== How to complete this task ==
When you reach the line containing "positive clicks: (753, 408) (681, 399)" in the records below, start copying exactly, and stop once you have copied the line containing "positive clicks: (644, 408)".

== Data under study ==
---
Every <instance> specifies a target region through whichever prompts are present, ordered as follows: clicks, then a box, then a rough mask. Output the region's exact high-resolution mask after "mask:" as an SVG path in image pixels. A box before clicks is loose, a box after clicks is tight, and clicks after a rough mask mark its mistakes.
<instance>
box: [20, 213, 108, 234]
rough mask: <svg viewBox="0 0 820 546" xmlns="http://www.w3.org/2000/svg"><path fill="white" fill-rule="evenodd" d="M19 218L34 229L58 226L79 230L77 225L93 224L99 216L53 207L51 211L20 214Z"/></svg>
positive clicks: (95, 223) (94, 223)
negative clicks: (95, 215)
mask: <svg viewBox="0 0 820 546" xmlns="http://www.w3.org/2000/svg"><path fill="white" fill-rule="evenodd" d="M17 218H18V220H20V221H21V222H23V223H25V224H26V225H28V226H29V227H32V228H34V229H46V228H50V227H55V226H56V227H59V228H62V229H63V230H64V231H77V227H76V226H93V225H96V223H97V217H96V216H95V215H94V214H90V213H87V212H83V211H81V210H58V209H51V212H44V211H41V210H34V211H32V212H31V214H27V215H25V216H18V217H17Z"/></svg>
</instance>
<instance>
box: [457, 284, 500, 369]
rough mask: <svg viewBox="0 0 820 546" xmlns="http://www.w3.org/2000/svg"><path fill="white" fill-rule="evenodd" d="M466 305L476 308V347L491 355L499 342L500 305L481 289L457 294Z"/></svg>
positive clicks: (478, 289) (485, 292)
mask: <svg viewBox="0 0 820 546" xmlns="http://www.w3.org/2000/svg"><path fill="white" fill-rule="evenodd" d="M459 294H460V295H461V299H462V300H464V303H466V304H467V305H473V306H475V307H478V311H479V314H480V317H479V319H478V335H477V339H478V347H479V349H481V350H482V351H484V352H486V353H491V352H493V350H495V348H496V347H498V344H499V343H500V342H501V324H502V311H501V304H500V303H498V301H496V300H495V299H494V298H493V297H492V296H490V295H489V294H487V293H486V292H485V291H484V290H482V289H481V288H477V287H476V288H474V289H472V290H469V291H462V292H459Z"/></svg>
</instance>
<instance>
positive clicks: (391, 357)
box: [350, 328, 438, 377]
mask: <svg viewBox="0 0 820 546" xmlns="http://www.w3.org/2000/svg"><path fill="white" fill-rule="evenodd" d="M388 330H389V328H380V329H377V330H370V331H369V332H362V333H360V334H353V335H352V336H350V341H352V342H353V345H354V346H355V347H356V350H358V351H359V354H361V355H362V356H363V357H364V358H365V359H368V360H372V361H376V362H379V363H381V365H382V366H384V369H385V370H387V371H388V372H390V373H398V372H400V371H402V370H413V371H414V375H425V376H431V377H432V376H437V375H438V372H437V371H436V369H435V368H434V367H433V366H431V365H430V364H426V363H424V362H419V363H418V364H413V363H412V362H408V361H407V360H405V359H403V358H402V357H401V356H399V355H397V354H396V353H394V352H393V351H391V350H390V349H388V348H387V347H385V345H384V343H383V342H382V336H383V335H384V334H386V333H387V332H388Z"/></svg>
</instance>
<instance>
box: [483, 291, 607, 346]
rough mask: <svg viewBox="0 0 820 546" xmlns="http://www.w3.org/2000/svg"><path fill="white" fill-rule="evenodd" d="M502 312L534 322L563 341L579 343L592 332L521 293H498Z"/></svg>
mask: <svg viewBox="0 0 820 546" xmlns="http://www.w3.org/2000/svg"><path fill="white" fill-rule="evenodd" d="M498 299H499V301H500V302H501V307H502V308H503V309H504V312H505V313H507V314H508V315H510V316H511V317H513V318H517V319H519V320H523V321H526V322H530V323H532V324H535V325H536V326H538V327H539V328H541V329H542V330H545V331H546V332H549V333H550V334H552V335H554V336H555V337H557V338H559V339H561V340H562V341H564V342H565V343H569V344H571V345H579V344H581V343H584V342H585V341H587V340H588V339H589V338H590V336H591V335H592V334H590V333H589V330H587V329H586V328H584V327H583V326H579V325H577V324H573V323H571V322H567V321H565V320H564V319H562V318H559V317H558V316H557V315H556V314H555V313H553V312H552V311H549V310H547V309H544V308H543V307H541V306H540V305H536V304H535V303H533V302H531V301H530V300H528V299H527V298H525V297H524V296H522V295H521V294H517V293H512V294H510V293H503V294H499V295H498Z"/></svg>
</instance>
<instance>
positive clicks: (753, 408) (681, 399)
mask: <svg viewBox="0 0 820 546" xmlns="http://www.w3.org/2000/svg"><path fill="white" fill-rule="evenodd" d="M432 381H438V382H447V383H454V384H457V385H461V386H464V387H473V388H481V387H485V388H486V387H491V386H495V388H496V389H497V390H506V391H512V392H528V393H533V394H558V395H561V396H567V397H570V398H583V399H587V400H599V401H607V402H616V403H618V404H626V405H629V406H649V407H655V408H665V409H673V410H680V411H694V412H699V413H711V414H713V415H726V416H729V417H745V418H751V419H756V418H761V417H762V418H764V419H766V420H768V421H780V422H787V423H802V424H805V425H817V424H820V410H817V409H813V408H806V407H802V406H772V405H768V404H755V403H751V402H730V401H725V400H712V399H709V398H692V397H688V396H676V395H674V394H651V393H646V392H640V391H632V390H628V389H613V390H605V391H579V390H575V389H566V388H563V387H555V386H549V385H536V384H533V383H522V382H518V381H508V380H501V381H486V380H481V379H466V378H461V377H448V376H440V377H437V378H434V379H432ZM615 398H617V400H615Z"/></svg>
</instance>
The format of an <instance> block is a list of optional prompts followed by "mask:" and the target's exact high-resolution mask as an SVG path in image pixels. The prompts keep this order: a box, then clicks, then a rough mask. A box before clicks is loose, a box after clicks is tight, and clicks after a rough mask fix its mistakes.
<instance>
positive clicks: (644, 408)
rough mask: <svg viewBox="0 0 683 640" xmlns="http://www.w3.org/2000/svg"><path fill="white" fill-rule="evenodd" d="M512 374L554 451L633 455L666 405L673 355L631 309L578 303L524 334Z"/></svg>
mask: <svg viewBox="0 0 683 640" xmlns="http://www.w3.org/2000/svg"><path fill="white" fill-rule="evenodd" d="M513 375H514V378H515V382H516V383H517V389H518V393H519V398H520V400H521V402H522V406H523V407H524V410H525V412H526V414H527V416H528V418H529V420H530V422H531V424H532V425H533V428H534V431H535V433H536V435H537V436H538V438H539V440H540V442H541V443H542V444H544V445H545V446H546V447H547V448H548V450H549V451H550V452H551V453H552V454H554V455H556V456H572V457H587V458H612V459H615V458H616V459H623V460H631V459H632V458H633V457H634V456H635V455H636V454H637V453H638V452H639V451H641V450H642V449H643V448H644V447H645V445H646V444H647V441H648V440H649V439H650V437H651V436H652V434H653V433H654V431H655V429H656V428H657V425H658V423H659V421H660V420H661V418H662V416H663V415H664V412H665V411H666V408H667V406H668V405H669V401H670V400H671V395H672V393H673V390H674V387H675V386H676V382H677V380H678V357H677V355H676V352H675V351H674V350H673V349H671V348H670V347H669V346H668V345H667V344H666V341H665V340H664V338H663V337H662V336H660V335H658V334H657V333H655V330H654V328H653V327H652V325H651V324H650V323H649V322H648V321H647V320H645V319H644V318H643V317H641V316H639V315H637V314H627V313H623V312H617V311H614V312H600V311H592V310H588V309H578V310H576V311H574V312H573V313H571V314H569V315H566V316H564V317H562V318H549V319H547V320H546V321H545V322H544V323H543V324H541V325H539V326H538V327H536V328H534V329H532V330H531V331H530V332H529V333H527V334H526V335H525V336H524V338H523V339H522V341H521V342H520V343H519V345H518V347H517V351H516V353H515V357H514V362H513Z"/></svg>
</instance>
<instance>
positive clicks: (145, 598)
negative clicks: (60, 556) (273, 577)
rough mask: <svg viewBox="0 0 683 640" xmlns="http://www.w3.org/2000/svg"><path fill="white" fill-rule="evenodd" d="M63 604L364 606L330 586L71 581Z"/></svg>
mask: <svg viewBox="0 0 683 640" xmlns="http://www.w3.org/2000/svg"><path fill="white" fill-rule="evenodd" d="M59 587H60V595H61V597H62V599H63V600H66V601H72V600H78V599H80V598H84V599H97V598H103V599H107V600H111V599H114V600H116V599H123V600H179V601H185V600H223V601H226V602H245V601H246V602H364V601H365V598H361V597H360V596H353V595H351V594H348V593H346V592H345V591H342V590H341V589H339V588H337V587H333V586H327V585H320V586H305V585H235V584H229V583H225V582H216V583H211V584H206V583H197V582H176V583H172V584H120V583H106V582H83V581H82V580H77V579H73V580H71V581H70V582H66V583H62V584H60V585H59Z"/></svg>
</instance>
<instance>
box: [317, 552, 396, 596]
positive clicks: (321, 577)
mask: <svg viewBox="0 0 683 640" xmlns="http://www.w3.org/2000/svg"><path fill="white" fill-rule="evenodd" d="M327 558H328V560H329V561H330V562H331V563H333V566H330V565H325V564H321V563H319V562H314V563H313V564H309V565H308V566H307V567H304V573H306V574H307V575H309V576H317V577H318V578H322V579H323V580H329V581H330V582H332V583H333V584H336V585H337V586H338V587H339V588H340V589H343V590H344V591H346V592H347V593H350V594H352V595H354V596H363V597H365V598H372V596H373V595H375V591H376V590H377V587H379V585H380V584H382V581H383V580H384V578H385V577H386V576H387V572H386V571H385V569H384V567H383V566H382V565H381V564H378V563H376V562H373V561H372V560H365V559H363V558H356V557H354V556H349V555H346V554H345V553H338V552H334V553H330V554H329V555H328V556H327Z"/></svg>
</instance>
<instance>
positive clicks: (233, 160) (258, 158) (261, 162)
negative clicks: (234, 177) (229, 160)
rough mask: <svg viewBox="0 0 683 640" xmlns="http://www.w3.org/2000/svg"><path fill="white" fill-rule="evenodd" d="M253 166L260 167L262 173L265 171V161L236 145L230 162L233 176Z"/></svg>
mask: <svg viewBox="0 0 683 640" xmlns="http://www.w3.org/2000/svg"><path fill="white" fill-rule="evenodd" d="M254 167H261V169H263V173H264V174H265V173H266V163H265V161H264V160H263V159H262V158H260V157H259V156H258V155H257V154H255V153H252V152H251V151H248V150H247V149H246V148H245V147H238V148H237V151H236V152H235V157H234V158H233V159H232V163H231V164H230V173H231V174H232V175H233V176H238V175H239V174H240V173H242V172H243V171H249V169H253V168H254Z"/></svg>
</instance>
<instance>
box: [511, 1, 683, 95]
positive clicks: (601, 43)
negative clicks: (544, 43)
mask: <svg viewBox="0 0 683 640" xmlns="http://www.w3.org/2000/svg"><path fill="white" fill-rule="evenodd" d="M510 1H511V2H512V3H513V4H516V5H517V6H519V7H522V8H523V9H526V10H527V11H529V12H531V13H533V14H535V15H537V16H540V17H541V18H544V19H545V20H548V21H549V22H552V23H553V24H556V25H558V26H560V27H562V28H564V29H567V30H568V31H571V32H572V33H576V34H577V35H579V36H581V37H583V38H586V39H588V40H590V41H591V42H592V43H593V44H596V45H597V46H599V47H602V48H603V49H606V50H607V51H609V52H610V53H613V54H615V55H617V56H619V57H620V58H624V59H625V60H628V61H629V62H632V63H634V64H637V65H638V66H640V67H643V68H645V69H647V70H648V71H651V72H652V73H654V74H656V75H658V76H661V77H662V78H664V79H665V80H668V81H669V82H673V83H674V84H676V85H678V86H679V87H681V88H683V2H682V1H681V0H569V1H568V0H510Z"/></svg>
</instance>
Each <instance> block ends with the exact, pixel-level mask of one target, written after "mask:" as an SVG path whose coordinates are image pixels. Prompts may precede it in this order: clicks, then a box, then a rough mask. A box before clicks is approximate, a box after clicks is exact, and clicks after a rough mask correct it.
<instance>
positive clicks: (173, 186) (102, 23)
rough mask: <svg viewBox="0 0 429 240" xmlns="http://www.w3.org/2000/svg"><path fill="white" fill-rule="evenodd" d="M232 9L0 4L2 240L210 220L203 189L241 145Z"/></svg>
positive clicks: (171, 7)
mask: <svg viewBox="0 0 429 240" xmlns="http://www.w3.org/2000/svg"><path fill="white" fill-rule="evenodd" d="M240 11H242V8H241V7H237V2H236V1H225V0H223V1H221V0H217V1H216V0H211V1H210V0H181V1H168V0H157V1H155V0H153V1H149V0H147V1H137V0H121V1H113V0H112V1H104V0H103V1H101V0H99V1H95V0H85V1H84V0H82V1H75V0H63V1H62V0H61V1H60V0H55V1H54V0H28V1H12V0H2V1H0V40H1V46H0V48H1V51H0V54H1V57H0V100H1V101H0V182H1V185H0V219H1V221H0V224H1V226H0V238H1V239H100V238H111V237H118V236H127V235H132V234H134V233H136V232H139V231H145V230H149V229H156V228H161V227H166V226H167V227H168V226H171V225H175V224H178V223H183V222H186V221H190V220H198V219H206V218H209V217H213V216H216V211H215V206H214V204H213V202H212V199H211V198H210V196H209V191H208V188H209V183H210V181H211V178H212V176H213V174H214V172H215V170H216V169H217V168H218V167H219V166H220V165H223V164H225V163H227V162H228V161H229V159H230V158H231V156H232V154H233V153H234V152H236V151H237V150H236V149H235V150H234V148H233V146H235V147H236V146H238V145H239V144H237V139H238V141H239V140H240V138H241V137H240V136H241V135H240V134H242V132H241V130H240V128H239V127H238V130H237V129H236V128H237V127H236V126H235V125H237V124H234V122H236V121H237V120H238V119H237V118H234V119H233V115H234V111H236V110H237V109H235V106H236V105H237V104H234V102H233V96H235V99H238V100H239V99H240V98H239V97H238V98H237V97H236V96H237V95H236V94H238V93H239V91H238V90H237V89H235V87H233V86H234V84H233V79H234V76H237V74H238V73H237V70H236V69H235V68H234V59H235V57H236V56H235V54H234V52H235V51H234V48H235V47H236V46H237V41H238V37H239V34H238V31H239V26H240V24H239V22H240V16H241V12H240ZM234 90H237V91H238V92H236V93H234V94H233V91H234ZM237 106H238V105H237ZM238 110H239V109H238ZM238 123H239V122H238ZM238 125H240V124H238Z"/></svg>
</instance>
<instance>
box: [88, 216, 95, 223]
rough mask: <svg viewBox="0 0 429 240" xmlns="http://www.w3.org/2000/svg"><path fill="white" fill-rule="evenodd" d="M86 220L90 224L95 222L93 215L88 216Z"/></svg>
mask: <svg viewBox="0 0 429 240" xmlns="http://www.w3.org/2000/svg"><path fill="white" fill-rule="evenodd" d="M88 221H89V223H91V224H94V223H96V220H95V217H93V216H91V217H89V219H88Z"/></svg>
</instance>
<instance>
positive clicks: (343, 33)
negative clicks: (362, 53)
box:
---
== Solution ==
positive clicks: (753, 408) (681, 399)
mask: <svg viewBox="0 0 820 546" xmlns="http://www.w3.org/2000/svg"><path fill="white" fill-rule="evenodd" d="M432 381H438V382H447V383H454V384H457V385H461V386H464V387H473V388H481V387H485V388H486V387H491V386H495V388H496V389H497V390H506V391H512V392H528V393H533V394H558V395H561V396H567V397H570V398H583V399H587V400H599V401H607V402H616V403H618V404H626V405H629V406H649V407H655V408H665V409H673V410H680V411H694V412H699V413H711V414H713V415H726V416H729V417H745V418H751V419H756V418H761V417H762V418H764V419H766V420H768V421H780V422H787V423H802V424H805V425H817V424H820V410H817V409H813V408H806V407H802V406H772V405H768V404H755V403H751V402H730V401H725V400H712V399H709V398H692V397H688V396H676V395H674V394H651V393H646V392H640V391H632V390H628V389H613V390H605V391H579V390H575V389H566V388H563V387H555V386H549V385H536V384H533V383H522V382H518V381H508V380H501V381H486V380H481V379H466V378H461V377H448V376H440V377H437V378H434V379H432ZM615 398H617V400H615Z"/></svg>
</instance>
The format of an <instance> block is a list of optional prompts followed by "mask:" and the target's exact high-resolution mask as an SVG path in image pixels. The prompts keep this order: a box, then clicks, then a rough mask. A box before clicks is loose, a box after clicks is tight, and clicks after a rough mask fix its mistakes.
<instance>
positive clicks: (644, 408)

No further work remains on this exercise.